* [EXERCISE]:
Repeat the entries exactly as they stand.

++++

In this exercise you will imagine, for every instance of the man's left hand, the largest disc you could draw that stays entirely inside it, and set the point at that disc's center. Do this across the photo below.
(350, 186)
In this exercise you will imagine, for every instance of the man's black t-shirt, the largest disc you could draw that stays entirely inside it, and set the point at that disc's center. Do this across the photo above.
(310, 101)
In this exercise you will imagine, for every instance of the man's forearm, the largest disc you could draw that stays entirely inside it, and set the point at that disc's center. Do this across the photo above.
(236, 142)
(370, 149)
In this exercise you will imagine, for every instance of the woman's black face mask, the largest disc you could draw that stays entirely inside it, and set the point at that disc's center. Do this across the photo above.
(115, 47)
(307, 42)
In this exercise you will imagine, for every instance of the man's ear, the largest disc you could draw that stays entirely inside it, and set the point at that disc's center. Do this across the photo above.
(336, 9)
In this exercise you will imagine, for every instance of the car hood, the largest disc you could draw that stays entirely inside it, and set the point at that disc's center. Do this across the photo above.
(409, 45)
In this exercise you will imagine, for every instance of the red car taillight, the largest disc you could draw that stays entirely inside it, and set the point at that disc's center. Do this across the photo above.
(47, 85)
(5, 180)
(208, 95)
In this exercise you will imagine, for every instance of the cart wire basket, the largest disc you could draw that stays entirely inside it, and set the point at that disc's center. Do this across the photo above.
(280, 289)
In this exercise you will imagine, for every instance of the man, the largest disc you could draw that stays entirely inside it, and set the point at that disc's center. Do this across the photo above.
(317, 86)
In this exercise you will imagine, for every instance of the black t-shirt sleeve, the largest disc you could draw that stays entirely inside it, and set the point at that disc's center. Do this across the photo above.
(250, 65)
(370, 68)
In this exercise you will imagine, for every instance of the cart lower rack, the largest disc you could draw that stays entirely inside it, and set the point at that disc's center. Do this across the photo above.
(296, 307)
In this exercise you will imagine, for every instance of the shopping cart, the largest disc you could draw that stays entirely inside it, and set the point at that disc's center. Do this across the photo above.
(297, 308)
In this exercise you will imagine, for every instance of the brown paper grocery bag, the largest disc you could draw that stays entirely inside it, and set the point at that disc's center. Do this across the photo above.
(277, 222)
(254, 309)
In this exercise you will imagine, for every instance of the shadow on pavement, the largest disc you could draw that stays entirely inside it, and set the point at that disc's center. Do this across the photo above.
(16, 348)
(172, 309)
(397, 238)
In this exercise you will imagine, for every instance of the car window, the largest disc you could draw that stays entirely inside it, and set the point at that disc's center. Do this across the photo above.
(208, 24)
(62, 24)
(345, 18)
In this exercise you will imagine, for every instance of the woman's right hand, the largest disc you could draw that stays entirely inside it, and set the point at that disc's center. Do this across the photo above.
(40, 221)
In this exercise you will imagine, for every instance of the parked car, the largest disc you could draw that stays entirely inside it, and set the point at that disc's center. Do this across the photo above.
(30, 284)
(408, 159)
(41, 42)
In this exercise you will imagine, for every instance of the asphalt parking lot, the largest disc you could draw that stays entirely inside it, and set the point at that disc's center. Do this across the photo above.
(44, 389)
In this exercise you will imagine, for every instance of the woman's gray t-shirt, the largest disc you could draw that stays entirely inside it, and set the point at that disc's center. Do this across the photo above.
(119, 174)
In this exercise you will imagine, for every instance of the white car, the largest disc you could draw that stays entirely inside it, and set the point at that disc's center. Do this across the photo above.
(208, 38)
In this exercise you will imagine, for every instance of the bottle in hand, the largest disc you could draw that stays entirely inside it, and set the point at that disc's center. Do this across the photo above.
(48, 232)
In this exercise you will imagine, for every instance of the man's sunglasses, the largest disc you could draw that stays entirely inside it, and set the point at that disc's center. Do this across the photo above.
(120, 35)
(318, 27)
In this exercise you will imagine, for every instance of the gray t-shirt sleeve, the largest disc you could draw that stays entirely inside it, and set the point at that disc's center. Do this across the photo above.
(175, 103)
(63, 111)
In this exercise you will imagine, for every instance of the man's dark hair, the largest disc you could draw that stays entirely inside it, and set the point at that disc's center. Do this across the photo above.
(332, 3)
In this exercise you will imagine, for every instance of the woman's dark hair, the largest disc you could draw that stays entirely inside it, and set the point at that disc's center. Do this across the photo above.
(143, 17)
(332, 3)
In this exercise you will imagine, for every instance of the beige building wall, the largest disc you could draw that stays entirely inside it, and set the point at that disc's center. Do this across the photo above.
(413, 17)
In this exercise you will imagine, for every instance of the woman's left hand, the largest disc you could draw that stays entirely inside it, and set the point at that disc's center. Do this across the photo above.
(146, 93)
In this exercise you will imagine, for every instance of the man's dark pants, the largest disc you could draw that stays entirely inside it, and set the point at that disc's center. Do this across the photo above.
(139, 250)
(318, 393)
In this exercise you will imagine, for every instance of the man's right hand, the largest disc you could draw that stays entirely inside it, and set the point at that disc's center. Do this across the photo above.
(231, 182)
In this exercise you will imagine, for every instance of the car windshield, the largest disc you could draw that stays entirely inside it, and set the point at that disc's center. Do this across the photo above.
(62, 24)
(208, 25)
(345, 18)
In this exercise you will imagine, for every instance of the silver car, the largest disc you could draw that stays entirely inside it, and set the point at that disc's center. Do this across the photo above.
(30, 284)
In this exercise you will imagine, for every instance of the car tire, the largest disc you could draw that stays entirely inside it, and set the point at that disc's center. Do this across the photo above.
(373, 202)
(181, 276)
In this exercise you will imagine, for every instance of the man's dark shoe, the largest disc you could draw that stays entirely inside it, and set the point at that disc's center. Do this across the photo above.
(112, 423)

++++

* [RESULT OF THIS EXERCISE]:
In this exercise you will imagine, for every instance of the man's left hand, the largest disc you could draw that stays entirely inside it, and set the point at that disc's center. Do this across the photo below.
(350, 186)
In this exercise you will imagine, for every instance of the man's black t-shirt, the largest disc you could draw that stays entirely inside it, and set the point at that disc's center. Do this across the photo above.
(310, 101)
In this exercise you will imagine, for every instance of the man's forearm, the largest disc you could draw that stays entirely inside it, and set the point at that disc's center. Do this across the photo above.
(236, 142)
(370, 149)
In this exercise you will imagine, for every instance of the woman's black face mask, the largest disc you could draw that stays entirely inside it, and set the point at that disc's center. Do this across the photo above.
(115, 47)
(307, 42)
In this exercise you will imagine, for every instance of the man's ear, the largest disc you could draw that stays entirely inside it, and set the point at that disc's center. Do this across the photo above.
(336, 9)
In this exercise you will imagine, for every instance of the car hood, the largest disc you could draw that stays entirely inside it, and set the point at that disc's center. Do this across the photo above.
(409, 45)
In this exercise you will imagine, for every instance of the red car taillight, the largest disc you could draw that stays entirely inside it, and set the point at that disc's center. Do this across the photo above.
(47, 85)
(5, 180)
(208, 95)
In this exercise you will imagine, for every instance of the cart wire basket, the largest disc you could draw that stays entirely inside it, and set the point at that disc's center. Do this across the photo above.
(280, 289)
In this exercise you will imagine, for every instance of the man, the largest disc you could draw that stays entirely inside it, and set the point at that disc's center. Do this across the photo above.
(317, 86)
In this exercise you will imagine, for every instance of the black t-shirt sleeve, the largest disc you could draw that stays entirely inside it, and set the point at that disc's center. Do this across the photo above.
(250, 65)
(370, 68)
In this exercise you will imagine, for every instance of the cart lower rack, the largest disc you could draw that stays entirely inside it, and set the point at that disc's center. Do this across the photo above.
(296, 307)
In this exercise you will imagine, for every instance of the shopping cart, the largest disc you could draw that stays entirely inside it, and set the point at that disc's center. Do this across the photo above.
(297, 308)
In this exercise you will imagine, for every instance of the brown paper grocery bag, the largest disc you could draw that stays entirely inside it, and set the point at that disc's center. Do this across the photo above.
(277, 222)
(254, 309)
In this exercise you will imagine, for every instance of the shadow on pavement, the largest disc you could draw that stays entirely inside it, and set the point at that disc's center. Do this across the photo above.
(16, 348)
(172, 309)
(397, 238)
In this exercise you will imagine, for every instance of the car window, the largest disc you could draw that stays entirely inside it, and set the point at that disc's center. Do this across the photo above.
(208, 24)
(62, 24)
(345, 18)
In this exercise you will imagine, for every instance of the woman's right hand, the largest disc you could draw that stays entirely inside it, and set the point at that disc's center. Do this across the photo above.
(40, 221)
In this exercise you will imagine, for every instance of the parked car, the largest disc you could draw that stays entirely inside it, and set the point at that disc's center. Do this across the photo above.
(30, 284)
(408, 159)
(41, 42)
In this exercise you will imagine, for every instance of the asphalt parking lot, the largest disc you could draw that stays entirely inside it, and set the point at that disc's center. Do this across the photo above.
(44, 389)
In this exercise you will imagine, for every instance of the woman's gray t-shirt, the largest disc you could draw that stays entirely inside it, and set the point at that disc's center. Do this across the photo above.
(119, 174)
In this exercise you will imagine, for every instance of the white car, the largest disc you could draw that stays entirely inside it, and set the point at that disc's center. Do this across the photo above.
(208, 38)
In this exercise you will imagine, for every instance of the bottle in hand, the largest disc you could draw that stays entirely inside it, and set the point at that disc's center. Do this across the photo above.
(48, 232)
In this exercise you will imagine, for every instance of the man's sunglasses, the largest disc you could draw that stays entirely inside it, and set the point at that disc's center. Do this across the photo above.
(120, 35)
(318, 27)
In this exercise you will imagine, for every instance of the gray t-shirt sleeve, the largest disc you could draw that stays entirely inside it, and set the point at that disc's center. Do this across the photo above.
(175, 103)
(63, 111)
In this exercise you will imagine, for every instance of the man's dark hair, the largest disc you could draw that stays entirely inside it, and set the point at that disc's center. Do this across the photo above.
(332, 3)
In this exercise you will imagine, for every instance of the woman's dark hair, the largest disc you could draw that stays entirely inside it, and set the point at that disc's center. Do this across the photo above.
(143, 17)
(332, 3)
In this exercise you will imagine, for every instance of the beige building wall, the largest disc you could draw that stays entirely inside it, and set the point at that disc's center. Do this across the photo above.
(413, 17)
In this exercise you will imagine, for every instance of the woman's left hand, the largest disc you could draw that stays entirely inside it, and set the point at that disc's center. Do this across the photo above.
(146, 93)
In this exercise you will imagine, for every instance of the man's dark pants, the largest disc you could draw that stays entirely inside it, and set the point at that disc's center. Do this across the photo above.
(139, 250)
(318, 393)
In this exercise you will imagine, for every instance of the man's right hand, the largest disc you could draw that stays entirely inside it, and set the point at that disc's center. Do this across the photo above.
(231, 182)
In this exercise you will imagine, for every instance of the car windshield, the largest disc you could draw that stays entirely inside it, and set the point at that disc's center. Do this across the photo above.
(62, 24)
(208, 25)
(345, 18)
In this exercise you will imagine, for every instance of the silver car, the largest disc you could draw that stays entirely inside it, and set the point at that disc's center. Do this across the photo above.
(30, 284)
In this exercise you will imagine, for every instance of the car tire, the largest disc you could draw that stays entirely inside it, and set the point at that disc's center. Do this across the photo above.
(373, 202)
(181, 276)
In this exercise you will imagine, for every instance of the man's dark shoe, the largest disc you could draw that stays entirely inside it, and set the point at that disc's center. Do this across the photo above.
(112, 423)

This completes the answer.